*To be done*
Return nothing but the lines from the line containing "If you could put a dot on the woman's ear" through the last line of the records, reproduced exactly.
───── Stored rows
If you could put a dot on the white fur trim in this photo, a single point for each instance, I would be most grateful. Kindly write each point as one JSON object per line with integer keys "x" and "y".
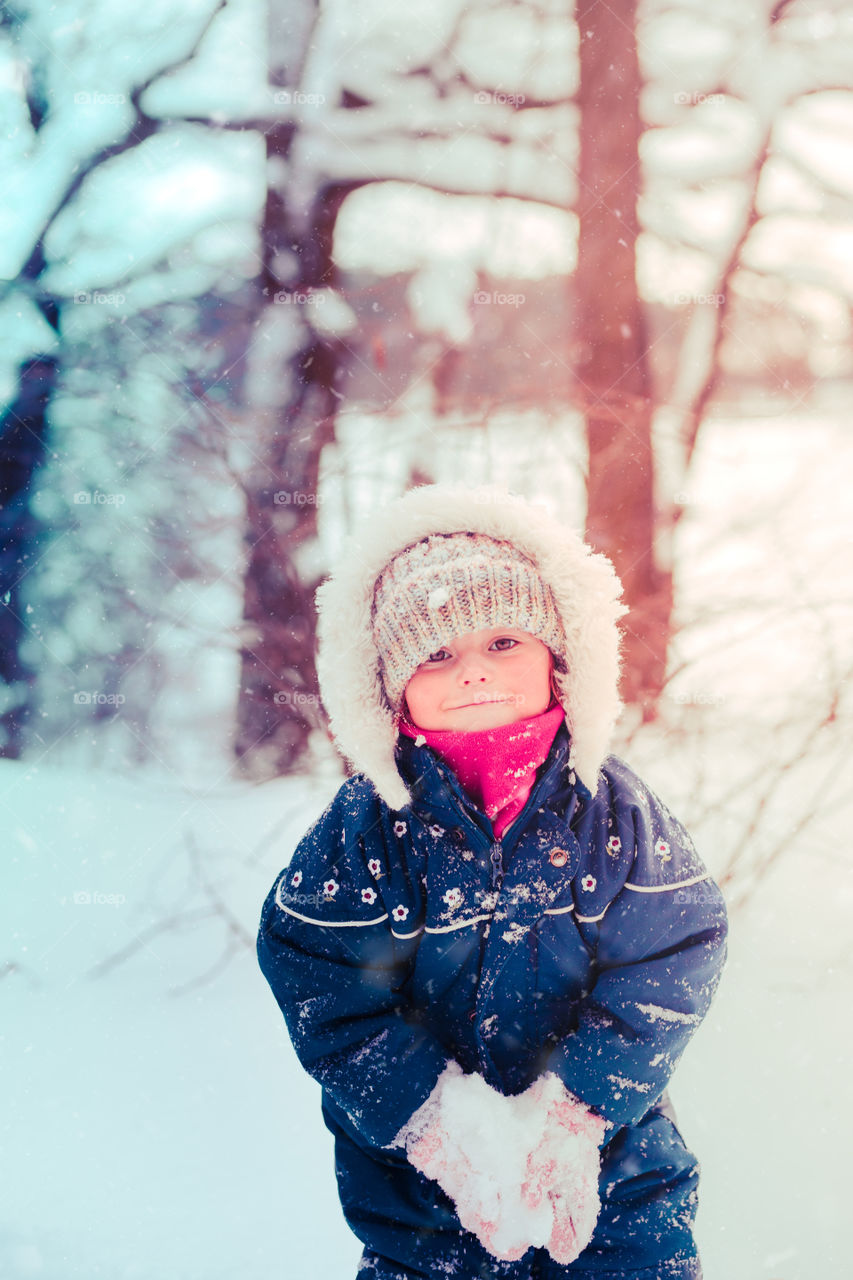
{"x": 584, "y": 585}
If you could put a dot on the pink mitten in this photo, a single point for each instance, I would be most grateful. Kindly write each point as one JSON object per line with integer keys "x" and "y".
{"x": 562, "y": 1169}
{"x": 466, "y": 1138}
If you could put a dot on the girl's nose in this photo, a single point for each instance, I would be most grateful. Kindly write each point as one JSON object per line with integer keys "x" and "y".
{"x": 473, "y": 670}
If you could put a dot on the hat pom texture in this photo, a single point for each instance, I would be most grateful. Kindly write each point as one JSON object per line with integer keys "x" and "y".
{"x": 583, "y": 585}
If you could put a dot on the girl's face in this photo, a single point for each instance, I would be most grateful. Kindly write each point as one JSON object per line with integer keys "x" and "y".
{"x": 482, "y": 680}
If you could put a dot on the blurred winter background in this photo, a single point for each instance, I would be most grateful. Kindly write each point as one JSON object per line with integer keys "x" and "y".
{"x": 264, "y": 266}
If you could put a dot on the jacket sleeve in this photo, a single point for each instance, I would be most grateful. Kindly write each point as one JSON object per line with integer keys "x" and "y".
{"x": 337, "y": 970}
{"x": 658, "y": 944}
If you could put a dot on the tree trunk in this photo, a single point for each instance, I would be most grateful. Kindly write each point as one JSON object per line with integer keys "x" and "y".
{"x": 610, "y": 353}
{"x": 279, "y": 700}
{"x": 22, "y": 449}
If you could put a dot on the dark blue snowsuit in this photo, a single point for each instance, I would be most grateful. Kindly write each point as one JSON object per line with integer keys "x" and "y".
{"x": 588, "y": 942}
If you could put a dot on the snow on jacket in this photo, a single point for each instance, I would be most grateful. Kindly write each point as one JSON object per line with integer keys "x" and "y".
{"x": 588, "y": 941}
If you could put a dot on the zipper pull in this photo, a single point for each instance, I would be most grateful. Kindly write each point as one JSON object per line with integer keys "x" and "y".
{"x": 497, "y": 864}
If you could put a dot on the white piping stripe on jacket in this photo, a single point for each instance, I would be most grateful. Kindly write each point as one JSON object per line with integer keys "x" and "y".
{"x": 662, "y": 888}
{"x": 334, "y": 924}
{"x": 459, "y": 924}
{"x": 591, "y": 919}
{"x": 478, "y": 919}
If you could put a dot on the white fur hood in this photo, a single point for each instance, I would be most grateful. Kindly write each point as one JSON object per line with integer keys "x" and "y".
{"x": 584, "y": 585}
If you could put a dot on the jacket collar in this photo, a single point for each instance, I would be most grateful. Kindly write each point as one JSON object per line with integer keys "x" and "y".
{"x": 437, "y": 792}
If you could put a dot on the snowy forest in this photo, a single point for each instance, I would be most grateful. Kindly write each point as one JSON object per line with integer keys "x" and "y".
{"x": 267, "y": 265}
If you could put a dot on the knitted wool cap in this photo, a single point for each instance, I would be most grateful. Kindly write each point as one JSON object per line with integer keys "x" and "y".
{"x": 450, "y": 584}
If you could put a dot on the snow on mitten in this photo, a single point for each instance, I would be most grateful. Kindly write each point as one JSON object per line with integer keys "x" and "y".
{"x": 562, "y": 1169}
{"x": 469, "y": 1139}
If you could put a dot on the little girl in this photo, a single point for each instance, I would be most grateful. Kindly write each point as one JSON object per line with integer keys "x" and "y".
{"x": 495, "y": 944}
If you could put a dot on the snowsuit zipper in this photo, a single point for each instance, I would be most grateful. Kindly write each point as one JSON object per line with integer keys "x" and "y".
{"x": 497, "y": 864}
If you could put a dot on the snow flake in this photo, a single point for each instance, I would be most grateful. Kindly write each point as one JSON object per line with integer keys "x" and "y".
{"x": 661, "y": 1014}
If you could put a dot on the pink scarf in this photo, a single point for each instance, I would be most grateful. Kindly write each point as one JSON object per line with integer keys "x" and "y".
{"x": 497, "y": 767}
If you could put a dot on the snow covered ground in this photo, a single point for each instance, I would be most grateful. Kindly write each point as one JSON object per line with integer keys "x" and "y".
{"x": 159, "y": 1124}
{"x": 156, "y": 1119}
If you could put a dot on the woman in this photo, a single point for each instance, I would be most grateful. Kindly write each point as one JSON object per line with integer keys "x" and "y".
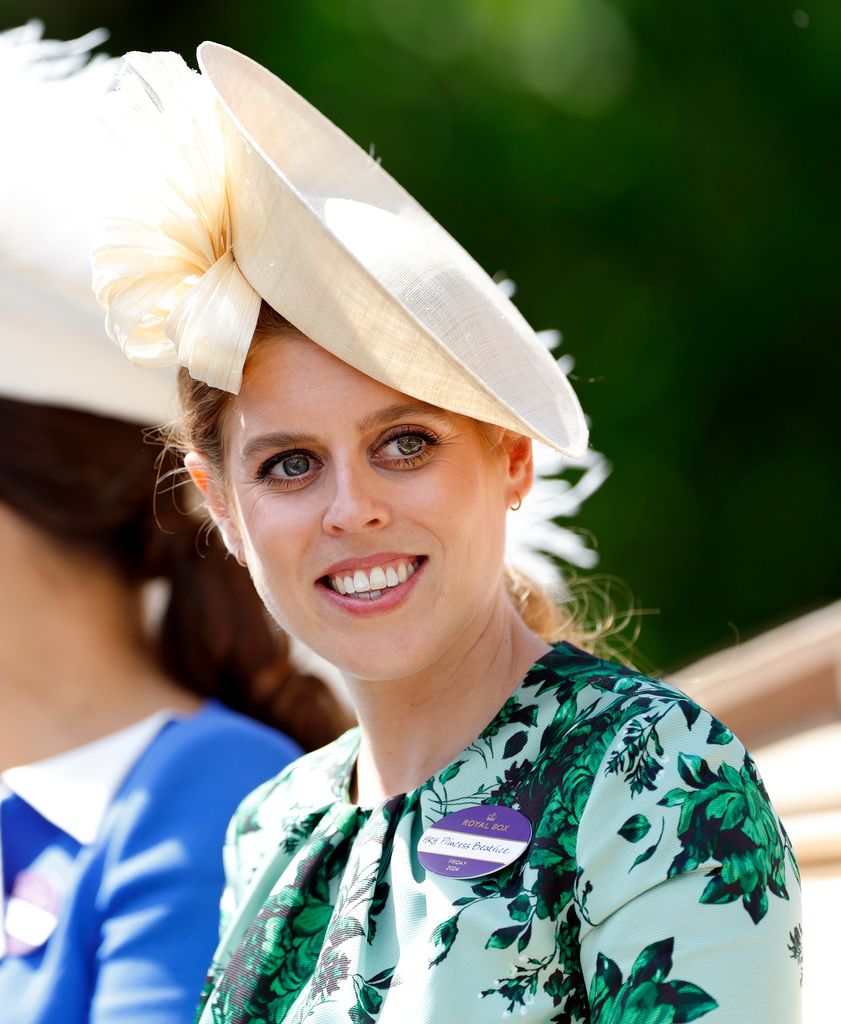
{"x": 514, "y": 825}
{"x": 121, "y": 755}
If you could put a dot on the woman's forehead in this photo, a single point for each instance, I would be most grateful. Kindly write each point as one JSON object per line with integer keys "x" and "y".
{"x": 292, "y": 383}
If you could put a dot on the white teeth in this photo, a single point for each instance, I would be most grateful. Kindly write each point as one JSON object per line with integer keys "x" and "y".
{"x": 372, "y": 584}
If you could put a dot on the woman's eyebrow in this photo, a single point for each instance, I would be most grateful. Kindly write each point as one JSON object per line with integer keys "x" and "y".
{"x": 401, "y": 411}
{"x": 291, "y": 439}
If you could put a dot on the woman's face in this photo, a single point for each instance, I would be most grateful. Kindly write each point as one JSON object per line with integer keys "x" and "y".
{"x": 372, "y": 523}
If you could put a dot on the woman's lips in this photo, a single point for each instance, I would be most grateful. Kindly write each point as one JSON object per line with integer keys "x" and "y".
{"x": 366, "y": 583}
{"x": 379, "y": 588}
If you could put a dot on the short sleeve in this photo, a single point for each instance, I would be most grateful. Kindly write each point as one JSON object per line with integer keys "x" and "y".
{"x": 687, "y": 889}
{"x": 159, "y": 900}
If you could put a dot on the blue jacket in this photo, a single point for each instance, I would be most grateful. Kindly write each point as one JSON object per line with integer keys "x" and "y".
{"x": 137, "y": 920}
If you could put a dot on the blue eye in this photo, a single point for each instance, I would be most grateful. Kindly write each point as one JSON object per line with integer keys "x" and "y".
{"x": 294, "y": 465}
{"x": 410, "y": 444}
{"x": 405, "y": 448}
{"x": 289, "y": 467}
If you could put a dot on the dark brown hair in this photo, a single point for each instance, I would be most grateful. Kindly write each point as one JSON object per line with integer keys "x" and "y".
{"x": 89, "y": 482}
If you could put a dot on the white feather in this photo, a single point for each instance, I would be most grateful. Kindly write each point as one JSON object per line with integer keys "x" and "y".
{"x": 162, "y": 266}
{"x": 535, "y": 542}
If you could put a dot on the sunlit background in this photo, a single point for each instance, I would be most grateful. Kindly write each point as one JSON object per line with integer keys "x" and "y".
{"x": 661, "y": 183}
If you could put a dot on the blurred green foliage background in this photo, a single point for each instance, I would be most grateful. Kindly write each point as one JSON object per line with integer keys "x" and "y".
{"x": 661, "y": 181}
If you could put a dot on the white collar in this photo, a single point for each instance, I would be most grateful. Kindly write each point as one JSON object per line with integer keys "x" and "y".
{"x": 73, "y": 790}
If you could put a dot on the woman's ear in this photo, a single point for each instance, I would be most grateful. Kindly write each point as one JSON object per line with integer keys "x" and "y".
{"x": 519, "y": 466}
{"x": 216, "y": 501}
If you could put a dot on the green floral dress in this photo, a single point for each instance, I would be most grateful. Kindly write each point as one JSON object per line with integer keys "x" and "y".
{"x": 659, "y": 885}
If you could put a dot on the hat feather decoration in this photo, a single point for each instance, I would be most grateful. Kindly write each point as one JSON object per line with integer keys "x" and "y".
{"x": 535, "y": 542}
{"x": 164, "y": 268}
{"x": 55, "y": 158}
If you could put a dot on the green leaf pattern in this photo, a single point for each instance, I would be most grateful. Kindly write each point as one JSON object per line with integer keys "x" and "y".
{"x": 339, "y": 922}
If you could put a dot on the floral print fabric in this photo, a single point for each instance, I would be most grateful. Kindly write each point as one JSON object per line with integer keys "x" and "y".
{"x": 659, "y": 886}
──────────
*Correct output*
If you could put a dot on the woman's ear in this photo, a single point for each instance, I would be most grateful. Kindly write each point as one JSON object per line with integer keys "x" and "y".
{"x": 519, "y": 466}
{"x": 216, "y": 501}
If you could put a dot on the green floral dress in this photo, a single point for each instance, I would be most grateful. Kindly write each point as one JSON object per line with integer keys "x" and "y".
{"x": 659, "y": 885}
If you could put a dot on the hat feather decoration in this photo, a single point for each instance, I would be most grateful. Kindly write each point as one JSON object per line with integer keys "x" and "y".
{"x": 535, "y": 542}
{"x": 164, "y": 268}
{"x": 55, "y": 158}
If you could put a dot on the green leaf pattern in this photo, a single point for each instance, I would be most grateful. Kindly write each point as one JSON object per line with integer keys "x" and "y".
{"x": 339, "y": 922}
If you could put a dot on the floral print fabric in this photo, a single point for each instance, I would be most grateful. Kindly write each point as one JSON object per line with integer keys "x" and "y".
{"x": 659, "y": 886}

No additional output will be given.